Copy the listing below word for word, starting at its first line and ending with the line that contains "pixel 525 458", including both of those lines. Give nothing past that line.

[Data lines]

◇ ◇ ◇ ◇ ◇ ◇ ◇

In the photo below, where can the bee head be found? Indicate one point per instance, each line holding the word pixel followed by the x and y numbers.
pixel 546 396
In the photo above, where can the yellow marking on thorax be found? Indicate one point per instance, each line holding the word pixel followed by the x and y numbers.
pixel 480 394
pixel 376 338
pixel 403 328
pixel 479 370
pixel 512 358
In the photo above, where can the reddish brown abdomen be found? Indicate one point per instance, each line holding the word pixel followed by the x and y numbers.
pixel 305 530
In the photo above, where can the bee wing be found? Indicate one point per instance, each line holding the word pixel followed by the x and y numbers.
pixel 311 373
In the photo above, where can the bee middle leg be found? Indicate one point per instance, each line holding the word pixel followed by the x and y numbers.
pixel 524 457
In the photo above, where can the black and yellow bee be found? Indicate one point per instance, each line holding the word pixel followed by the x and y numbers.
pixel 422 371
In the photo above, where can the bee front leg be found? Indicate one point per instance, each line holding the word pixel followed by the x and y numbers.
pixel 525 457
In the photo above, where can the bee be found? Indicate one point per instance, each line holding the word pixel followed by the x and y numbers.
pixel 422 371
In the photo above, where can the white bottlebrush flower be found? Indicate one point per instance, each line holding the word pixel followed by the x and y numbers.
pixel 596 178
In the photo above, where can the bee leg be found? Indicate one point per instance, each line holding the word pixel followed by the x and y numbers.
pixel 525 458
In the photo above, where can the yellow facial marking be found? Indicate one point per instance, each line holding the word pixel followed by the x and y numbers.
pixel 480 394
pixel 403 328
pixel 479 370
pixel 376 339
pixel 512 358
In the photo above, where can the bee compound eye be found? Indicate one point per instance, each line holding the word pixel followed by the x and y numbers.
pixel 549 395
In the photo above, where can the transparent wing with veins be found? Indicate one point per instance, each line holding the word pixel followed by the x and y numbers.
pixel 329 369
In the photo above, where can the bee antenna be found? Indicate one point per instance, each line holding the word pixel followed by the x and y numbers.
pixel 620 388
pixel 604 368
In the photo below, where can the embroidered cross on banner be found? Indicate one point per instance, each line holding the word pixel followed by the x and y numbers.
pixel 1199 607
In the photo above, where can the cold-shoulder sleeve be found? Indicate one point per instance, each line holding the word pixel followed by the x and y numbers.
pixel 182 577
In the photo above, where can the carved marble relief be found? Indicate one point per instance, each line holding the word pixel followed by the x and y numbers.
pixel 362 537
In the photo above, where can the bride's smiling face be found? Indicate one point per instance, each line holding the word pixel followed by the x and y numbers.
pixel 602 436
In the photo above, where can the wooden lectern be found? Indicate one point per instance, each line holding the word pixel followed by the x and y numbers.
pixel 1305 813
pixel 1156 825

◇ ◇ ◇ ◇ ◇ ◇ ◇

▶ _OUTPUT_
In the photo below, where can the bee head be found? Indicate one point per instance, each line holding the word pixel followed by the x and y numbers.
pixel 546 396
In the photo above, where can the yellow marking on thorax be found? Indicate one point per instance, each line holding the word pixel followed by the x and y numbers.
pixel 480 394
pixel 376 338
pixel 403 328
pixel 479 370
pixel 512 358
In the photo above, where can the reddish brown abdomen be found? Indicate one point per instance, each line holding the word pixel followed by the x and y numbers.
pixel 305 530
In the photo above, where can the bee wing be found? Indicate one point per instance, each line holding the word pixel followed by the x and y numbers.
pixel 311 373
In the photo above, where can the bee middle leg be found? Indicate one point per instance, each line holding the word pixel followed by the x and y numbers.
pixel 524 457
In the photo above, where can the black and yellow bee be found? Indicate one point per instance, each line holding the word pixel followed by the x and y numbers.
pixel 422 371
In the photo above, where can the bee front leg be found? Indicate one point per instance, each line holding the word pixel followed by the x and y numbers.
pixel 525 457
In the photo above, where can the bee be found? Indicate one point per instance, each line holding the word pixel followed by the x and y numbers.
pixel 422 371
In the photo above, where can the white bottlebrush flower be found? Indicate one point per instance, each line holding the word pixel followed by the x and y numbers.
pixel 596 178
In the photo above, where can the bee leg be found? Indicate one point per instance, each line holding the word pixel followed by the x and y numbers.
pixel 525 458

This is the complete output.